### INSTRUCTIONS FOR THE TASK
Look below for the line holding "Each instance of the green" and the line holding "Each instance of the folded". Transcribe exactly those lines and all lines between them, nothing more.

Segment Start: THE INPUT

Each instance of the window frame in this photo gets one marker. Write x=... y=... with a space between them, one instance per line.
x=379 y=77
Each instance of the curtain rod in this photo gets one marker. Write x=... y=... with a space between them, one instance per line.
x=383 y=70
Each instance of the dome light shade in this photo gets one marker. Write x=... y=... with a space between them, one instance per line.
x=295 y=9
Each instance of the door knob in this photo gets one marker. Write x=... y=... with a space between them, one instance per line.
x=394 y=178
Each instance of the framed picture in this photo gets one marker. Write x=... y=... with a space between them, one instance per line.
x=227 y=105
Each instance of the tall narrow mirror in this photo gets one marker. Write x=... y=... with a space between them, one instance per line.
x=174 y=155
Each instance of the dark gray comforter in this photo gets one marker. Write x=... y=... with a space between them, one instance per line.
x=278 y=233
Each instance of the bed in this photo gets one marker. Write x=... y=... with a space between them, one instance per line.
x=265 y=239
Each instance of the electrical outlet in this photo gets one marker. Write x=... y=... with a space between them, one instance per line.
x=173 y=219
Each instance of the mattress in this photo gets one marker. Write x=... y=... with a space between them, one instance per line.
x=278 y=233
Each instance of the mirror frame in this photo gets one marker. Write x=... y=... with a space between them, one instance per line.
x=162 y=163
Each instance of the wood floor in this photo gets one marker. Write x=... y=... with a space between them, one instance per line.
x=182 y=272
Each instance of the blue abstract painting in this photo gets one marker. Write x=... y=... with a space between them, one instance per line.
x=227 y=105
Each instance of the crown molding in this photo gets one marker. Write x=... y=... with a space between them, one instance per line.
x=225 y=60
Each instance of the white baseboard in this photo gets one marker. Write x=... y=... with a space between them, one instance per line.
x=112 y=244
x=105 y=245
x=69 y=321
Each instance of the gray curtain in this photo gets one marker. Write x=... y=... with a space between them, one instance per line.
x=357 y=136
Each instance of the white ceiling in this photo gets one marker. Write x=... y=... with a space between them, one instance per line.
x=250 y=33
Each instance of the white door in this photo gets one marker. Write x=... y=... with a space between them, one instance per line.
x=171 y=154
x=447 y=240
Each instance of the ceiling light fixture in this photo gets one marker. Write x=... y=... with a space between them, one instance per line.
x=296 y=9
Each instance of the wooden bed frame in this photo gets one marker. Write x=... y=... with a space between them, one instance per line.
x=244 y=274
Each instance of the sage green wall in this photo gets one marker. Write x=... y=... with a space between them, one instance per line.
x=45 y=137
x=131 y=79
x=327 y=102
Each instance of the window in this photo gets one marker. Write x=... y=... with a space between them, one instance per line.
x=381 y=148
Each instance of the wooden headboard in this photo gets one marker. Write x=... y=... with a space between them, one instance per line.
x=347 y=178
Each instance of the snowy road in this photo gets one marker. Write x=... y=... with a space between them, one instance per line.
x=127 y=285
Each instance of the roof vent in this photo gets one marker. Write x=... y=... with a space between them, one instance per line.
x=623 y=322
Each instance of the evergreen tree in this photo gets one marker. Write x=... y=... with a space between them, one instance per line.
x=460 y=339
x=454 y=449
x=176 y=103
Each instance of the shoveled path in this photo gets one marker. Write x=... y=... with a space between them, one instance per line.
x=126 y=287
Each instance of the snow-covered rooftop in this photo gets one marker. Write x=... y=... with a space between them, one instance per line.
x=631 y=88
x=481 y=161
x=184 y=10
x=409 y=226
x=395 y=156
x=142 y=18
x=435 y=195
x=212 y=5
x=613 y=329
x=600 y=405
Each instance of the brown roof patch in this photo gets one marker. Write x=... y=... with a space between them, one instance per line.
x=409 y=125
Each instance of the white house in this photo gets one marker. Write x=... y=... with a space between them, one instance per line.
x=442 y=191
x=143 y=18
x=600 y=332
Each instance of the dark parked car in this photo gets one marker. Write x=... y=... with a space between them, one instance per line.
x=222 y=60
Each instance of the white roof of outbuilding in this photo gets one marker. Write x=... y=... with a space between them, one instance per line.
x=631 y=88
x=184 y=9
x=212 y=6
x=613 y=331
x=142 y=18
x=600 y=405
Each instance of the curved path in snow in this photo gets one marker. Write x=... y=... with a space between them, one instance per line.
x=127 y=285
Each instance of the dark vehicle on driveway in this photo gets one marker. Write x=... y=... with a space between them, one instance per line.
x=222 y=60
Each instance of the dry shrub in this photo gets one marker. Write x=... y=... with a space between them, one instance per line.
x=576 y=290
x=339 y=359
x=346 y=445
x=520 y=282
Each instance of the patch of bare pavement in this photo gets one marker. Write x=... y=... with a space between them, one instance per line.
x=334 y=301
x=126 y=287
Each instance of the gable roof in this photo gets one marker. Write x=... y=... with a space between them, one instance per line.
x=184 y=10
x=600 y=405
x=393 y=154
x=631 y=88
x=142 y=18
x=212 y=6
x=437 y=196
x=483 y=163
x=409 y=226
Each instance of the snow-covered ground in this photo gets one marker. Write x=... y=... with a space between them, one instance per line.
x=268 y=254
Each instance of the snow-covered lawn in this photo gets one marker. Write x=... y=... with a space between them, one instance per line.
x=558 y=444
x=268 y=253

Segment End: THE INPUT
Segment Start: THE INPUT

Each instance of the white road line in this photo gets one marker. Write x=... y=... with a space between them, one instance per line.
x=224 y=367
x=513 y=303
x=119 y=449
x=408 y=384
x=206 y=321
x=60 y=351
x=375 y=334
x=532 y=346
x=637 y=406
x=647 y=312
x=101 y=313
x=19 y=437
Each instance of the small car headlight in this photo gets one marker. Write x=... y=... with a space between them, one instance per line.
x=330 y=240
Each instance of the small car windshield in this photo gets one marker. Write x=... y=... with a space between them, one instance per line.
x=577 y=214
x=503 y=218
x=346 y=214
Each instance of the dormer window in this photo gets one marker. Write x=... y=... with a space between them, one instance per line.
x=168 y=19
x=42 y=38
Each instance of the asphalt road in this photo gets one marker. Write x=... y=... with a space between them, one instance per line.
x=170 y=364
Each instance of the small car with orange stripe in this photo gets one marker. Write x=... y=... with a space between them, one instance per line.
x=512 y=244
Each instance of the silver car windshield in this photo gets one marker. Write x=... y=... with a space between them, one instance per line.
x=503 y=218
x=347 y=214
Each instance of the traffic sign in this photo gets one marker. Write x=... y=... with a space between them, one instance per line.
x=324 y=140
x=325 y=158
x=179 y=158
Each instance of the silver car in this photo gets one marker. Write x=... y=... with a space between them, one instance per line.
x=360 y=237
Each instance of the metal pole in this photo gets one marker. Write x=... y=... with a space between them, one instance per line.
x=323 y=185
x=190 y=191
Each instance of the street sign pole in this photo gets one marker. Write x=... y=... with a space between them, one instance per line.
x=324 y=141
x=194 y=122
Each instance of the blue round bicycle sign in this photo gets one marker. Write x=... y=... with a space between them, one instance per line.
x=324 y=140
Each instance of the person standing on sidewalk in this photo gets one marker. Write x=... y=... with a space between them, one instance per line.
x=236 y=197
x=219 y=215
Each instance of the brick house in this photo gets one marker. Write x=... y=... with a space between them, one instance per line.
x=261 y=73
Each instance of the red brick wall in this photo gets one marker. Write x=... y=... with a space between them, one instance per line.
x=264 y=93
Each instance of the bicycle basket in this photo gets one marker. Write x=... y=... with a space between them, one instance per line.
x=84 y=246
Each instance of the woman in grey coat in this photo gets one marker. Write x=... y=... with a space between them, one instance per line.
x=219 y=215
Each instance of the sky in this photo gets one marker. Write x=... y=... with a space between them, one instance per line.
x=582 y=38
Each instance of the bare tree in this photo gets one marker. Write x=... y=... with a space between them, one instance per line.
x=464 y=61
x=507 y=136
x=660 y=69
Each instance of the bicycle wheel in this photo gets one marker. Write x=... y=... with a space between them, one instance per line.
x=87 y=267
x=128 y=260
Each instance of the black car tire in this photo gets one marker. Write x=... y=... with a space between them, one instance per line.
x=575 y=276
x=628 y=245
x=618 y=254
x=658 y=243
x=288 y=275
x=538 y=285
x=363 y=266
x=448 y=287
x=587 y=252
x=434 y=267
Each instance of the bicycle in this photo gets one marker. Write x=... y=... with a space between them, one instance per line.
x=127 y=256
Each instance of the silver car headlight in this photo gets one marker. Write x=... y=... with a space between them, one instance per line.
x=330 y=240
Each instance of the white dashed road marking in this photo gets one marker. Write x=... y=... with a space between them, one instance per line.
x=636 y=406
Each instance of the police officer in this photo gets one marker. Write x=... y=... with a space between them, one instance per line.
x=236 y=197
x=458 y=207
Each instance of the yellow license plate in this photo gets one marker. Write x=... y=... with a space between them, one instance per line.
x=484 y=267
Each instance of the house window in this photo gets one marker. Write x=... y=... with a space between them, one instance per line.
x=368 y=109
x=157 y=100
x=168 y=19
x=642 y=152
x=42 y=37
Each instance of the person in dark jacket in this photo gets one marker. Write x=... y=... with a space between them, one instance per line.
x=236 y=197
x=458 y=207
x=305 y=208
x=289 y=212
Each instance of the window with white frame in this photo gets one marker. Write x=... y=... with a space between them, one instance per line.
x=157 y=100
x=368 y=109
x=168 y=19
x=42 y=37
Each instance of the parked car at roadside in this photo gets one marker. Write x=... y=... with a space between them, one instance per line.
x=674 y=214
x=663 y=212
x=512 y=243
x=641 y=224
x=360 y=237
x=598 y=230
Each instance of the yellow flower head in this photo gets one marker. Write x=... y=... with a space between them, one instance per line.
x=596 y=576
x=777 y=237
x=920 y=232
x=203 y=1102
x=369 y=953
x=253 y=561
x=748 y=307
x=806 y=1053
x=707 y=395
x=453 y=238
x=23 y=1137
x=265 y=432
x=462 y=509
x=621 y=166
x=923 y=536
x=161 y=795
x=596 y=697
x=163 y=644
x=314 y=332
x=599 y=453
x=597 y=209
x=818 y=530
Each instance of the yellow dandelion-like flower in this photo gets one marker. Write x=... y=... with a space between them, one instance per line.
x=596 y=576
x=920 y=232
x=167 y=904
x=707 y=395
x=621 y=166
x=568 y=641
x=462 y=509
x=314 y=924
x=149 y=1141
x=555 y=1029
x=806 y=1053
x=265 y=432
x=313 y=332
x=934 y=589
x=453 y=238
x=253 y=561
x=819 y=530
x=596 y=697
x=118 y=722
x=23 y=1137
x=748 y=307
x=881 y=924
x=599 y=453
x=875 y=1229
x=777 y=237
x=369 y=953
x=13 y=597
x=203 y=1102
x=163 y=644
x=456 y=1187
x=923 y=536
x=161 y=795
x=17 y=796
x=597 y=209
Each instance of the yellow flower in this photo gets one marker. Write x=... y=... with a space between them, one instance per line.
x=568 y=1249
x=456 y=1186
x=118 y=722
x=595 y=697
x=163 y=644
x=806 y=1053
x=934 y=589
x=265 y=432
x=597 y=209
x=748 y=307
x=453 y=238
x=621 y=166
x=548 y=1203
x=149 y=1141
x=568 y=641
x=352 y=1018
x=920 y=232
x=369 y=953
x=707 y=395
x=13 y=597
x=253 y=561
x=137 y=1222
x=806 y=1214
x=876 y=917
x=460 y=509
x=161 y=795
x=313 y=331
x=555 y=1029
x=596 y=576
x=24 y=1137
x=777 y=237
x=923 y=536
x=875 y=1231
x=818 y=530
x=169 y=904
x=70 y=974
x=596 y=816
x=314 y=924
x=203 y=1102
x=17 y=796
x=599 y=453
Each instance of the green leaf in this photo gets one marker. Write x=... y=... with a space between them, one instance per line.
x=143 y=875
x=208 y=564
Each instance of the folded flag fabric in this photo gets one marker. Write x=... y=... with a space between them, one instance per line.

Segment End: THE INPUT

### ANSWER TO THE EXERCISE
Each instance of the green leaf in this photo gets one marker. Write x=... y=... with a space between them, one instance per line.
x=143 y=875
x=208 y=564
Each instance of the folded flag fabric in this photo gets one marker. Write x=... y=... with a space between them, one instance per line.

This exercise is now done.